# [What this task involves]
Give back the entries in full, exactly as they are written.
Data shown Block Start
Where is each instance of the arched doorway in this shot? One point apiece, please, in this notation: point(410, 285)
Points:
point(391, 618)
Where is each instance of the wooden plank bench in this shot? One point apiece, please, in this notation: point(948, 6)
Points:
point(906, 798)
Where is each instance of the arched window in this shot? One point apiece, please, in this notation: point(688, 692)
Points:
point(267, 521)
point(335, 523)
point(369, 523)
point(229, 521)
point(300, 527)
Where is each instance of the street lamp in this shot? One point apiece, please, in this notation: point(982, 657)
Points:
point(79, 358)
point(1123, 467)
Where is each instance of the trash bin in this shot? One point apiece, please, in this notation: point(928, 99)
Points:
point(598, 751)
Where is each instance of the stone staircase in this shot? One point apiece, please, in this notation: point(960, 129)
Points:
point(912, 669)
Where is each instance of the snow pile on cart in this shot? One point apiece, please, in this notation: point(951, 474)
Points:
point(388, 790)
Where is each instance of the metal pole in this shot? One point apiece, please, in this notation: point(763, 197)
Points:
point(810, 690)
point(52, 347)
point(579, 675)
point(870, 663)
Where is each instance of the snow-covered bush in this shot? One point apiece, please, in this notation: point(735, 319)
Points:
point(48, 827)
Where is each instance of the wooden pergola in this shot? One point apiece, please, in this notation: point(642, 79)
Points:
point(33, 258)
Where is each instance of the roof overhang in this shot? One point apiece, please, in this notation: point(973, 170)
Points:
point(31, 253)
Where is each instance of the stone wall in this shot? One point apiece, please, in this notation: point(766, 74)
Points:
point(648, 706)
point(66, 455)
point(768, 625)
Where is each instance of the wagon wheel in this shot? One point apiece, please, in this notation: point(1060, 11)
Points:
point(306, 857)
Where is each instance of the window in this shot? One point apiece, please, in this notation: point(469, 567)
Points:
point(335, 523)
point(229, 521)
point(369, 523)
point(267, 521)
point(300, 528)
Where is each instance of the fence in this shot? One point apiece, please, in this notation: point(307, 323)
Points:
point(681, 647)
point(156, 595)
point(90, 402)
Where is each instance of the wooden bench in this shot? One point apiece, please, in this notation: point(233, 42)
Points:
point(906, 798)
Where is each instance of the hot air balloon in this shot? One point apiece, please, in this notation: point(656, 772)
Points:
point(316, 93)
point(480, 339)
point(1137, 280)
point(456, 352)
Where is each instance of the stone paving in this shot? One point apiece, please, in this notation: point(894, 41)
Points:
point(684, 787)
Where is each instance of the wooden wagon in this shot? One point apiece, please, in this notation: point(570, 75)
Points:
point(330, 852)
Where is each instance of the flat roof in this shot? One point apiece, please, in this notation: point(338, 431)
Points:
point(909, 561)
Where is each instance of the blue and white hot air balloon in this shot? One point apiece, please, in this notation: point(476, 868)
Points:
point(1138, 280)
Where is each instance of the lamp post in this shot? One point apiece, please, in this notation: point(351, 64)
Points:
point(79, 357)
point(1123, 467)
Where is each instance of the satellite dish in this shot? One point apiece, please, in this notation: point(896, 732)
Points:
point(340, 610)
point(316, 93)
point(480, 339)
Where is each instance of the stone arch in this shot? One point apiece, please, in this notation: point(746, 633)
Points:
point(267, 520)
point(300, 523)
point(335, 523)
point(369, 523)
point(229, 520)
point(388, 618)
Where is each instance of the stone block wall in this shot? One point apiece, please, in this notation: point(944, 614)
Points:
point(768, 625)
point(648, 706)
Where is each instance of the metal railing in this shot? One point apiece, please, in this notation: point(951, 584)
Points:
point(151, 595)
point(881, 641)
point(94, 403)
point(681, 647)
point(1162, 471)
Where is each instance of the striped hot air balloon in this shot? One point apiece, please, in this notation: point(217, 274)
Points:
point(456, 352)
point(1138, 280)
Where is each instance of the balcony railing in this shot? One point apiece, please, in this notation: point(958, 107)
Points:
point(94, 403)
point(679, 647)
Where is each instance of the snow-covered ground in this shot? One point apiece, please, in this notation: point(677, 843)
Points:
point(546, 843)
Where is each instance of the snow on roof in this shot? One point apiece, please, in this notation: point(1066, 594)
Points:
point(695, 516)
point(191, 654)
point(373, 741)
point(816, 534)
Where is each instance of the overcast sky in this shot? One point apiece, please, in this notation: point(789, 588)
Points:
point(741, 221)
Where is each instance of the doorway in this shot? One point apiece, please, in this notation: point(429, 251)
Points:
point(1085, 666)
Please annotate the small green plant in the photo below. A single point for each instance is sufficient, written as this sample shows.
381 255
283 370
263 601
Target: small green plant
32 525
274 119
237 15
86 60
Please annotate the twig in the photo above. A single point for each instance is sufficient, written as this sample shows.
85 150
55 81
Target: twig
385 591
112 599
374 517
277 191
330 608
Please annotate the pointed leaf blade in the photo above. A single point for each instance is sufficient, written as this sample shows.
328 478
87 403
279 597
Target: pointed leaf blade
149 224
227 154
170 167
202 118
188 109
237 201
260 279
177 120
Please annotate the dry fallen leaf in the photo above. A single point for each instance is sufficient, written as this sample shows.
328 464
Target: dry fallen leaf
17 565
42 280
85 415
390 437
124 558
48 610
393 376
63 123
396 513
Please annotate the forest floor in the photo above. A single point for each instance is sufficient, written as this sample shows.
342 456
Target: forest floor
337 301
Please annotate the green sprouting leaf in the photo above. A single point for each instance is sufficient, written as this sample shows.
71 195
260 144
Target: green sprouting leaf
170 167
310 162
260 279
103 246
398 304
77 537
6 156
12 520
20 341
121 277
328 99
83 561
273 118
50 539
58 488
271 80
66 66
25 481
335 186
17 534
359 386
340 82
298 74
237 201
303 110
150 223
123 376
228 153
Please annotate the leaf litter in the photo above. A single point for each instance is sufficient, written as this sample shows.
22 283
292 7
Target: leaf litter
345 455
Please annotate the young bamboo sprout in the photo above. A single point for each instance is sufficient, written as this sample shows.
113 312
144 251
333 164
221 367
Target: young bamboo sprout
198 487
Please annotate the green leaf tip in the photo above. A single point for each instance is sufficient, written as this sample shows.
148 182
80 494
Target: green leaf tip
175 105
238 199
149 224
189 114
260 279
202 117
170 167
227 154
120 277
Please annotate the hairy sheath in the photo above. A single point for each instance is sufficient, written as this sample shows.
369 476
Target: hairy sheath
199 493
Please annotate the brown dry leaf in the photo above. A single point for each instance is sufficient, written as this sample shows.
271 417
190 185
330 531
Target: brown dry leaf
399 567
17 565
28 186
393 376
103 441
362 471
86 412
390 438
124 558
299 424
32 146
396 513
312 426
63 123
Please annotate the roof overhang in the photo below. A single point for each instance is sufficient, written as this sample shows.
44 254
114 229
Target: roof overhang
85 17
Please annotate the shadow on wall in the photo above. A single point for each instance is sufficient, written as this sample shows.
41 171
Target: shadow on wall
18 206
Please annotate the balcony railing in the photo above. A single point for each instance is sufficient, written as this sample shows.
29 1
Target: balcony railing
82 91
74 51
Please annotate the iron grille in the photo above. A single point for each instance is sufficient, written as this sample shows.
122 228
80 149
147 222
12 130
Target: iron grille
Data shown Block End
# [Exercise output]
Where is each instance of the arched doorway in this shot? One point apiece, please, in this notation: point(410, 285)
Points:
point(391, 618)
Where is each instance of the wooden plank bench in this shot? One point apiece, please, in this notation: point(948, 6)
Points:
point(906, 798)
Where is each instance of the arched window in this shot? One point apiece, please, in this notation: point(688, 692)
Points:
point(267, 521)
point(335, 523)
point(369, 523)
point(229, 521)
point(300, 527)
Where is each instance of the street lamp in this shot? One point apiece, please, in this notation: point(982, 657)
Points:
point(79, 358)
point(1123, 467)
Where is each instance of the trash bin in this shot? One point apiece, please, in this notation: point(928, 99)
Points:
point(598, 751)
Where is each instance of the stone staircase in this shot? One point apiece, please, in this notation: point(960, 129)
Points:
point(912, 669)
Where is each instance of the snow pile on cart in this shot? One point apiece, please, in this notation: point(951, 474)
Points:
point(388, 790)
Where is each instance of the metal pole in this shot? One point apiece, please, in this notation: point(763, 197)
Points:
point(810, 690)
point(52, 347)
point(579, 675)
point(870, 663)
Where is each instance of the snow-covered bush in this shot? One point apiece, please, in this notation: point(735, 319)
Points:
point(48, 827)
Where is each instance of the wooden pergola in this shot? One point apiece, please, in this notation: point(642, 79)
Points:
point(33, 258)
Where is each instance of the roof overhang in this shot? One point apiece, please, in this notation: point(973, 170)
Points:
point(31, 253)
Where is each instance of the stone wall in this shot? One point apiece, please, in this notation: point(766, 74)
Points:
point(648, 706)
point(66, 455)
point(768, 625)
Where is each instance of the wagon wheel in this shot? One point apiece, please, in this notation: point(1060, 11)
Points:
point(306, 857)
Where is each instance of the window in this shot? One point apiece, please, in this notation: point(469, 567)
Points:
point(335, 523)
point(229, 521)
point(369, 523)
point(267, 521)
point(300, 528)
Where is each instance of the fence in this shot? One point apiece, please, in this notation: point(307, 323)
Points:
point(681, 647)
point(156, 595)
point(90, 402)
Where is each instance of the wooden bench in this shot? One point apiece, please, in this notation: point(233, 42)
Points:
point(906, 798)
Where is each instance of the hot air balloon in this shot? One point apiece, please, in this notation: point(656, 772)
Points:
point(316, 93)
point(480, 339)
point(1137, 280)
point(456, 352)
Where is each instance of the stone paving in this shot? One point apiece, please, in this notation: point(894, 41)
Points:
point(684, 787)
Where is each instance of the wooden wagon in this shot? One point apiece, please, in this notation: point(570, 75)
Points:
point(330, 852)
Where is each instance of the flat roof in this shot? One point apiece, please, in this notation: point(338, 431)
Points:
point(909, 561)
Where is each instance of the blue and white hot air balloon in this shot? One point apiece, please, in this notation: point(476, 868)
Points:
point(1138, 280)
Where is each instance of the lamp post in this shot? One point apiece, please, in this notation: point(351, 64)
Points:
point(79, 357)
point(1123, 467)
Where is each instance of the satellite dish in this shot? One point apiece, please, in this notation: point(896, 732)
Points:
point(340, 610)
point(316, 93)
point(480, 339)
Where is each instance of the stone arch in this shot? One point apiece, please, in this notation: point(746, 633)
Points:
point(267, 520)
point(300, 523)
point(335, 523)
point(369, 523)
point(229, 520)
point(388, 618)
Where is each instance of the stone block wall in this shot? One point apiece, please, in this notation: point(944, 614)
Points:
point(768, 625)
point(648, 706)
Where is each instance of the metal railing in this shot? One point apiece, please, in this notation: point(951, 584)
Points:
point(151, 595)
point(881, 641)
point(94, 403)
point(681, 647)
point(1162, 471)
Where is each instance of the striped hot air balloon in this shot? One point apiece, please, in this notation: point(217, 274)
Points:
point(456, 352)
point(1138, 280)
Where is each instance of the balcony railing in this shot? One point apiece, please, in this notation: point(958, 107)
Points:
point(94, 403)
point(679, 647)
Where is each instance of the snow-covered ground in this shot? One point apiece, please, in this notation: point(677, 843)
Points:
point(546, 843)
Where is each instance of the snow on roof in this shot? One point apiece, please, in this notation: point(1066, 594)
Points:
point(695, 516)
point(191, 654)
point(373, 741)
point(816, 534)
Where is each instance of the overcast sky in this shot? One point apiece, please, in this notation: point(789, 588)
Points:
point(741, 221)
Where is each instance of the doorway in this shot? One point apiece, please, in this notation: point(429, 251)
Points:
point(1085, 666)
Please annotate the small green plant in the photo below. A single point for each instance is sufficient, written as this sample shows.
381 255
283 370
263 601
Target: small green plant
32 525
274 119
237 15
86 60
Please annotate the twig in the photo above. A single point for each instance is sufficient, written as this sample shows.
85 150
55 81
Target: twig
385 591
112 599
374 517
277 191
330 608
Please annotate the pointed leaf blade in the photo above. A single point for each instance is sufficient, written as this sample shows.
328 478
87 403
279 597
Target: pointed leaf blade
149 224
227 154
170 167
202 118
188 109
237 201
260 279
177 120
Please annotate the dry fallen leaf in the photo above. A single point for each instance is sufficient, written as this sample shows.
328 464
Target: dry fallen leaf
17 565
42 280
85 415
390 437
124 558
48 610
393 376
63 123
396 513
Please annotate the forest floor in the photo above. A single point for each instance is sufficient, written as this sample shows.
342 456
Target: forest floor
337 301
Please annotate the green sprouting leaf in the photo above. A single point for each instance is sufficient, written as this sample shows.
71 195
260 144
Target: green sprouting leaf
170 167
310 162
260 279
103 246
398 304
77 537
6 156
12 520
20 341
121 277
328 99
83 561
273 118
50 539
58 488
271 80
66 66
25 481
335 186
17 534
359 386
340 82
298 74
237 201
303 110
150 223
123 376
228 153
Please annotate the leaf litter in the photo above. A single point for each instance is sufficient, written as this sample shows.
22 283
292 7
Target: leaf litter
345 455
Please annotate the young bamboo sprout in the photo above. A single point for each instance is sufficient, written as this sample shows.
113 312
144 251
333 164
221 367
Target: young bamboo sprout
198 487
Please annotate the green leaf tip in the photo above. A single point for each instance is sufficient, written as this sample shows.
148 182
80 494
Target: green leaf tip
175 105
238 199
149 224
189 114
260 279
202 117
170 167
227 154
120 277
Please annotate the hairy sheath in the photo above. A single point for each instance is sufficient, written as this sample shows.
369 476
Target: hairy sheath
199 493
Please annotate the brown dry leaf in the photo above. A single point for each instance is sufficient, written as this sample shows.
271 417
190 185
330 531
Target: brown dry leaf
399 567
17 565
28 186
393 376
103 441
362 471
86 412
390 438
124 558
299 424
32 146
396 513
312 426
63 123
Please annotate the roof overhang in the photo below. A single point for each instance is sufficient, written as this sample shows.
44 254
114 229
Target: roof overhang
85 17
Please annotate the shadow on wall in the photo above. A single point for each instance is sufficient, written as this sample shows.
41 171
Target: shadow on wall
18 206
Please annotate the balcony railing in the photo above. A single point for each instance is sufficient, written as this sample shows.
29 1
Target: balcony railing
82 91
74 51
Please annotate the iron grille in the photo above. A single point for each instance is sufficient, written as this sample shows.
122 228
80 149
147 222
12 130
Target: iron grille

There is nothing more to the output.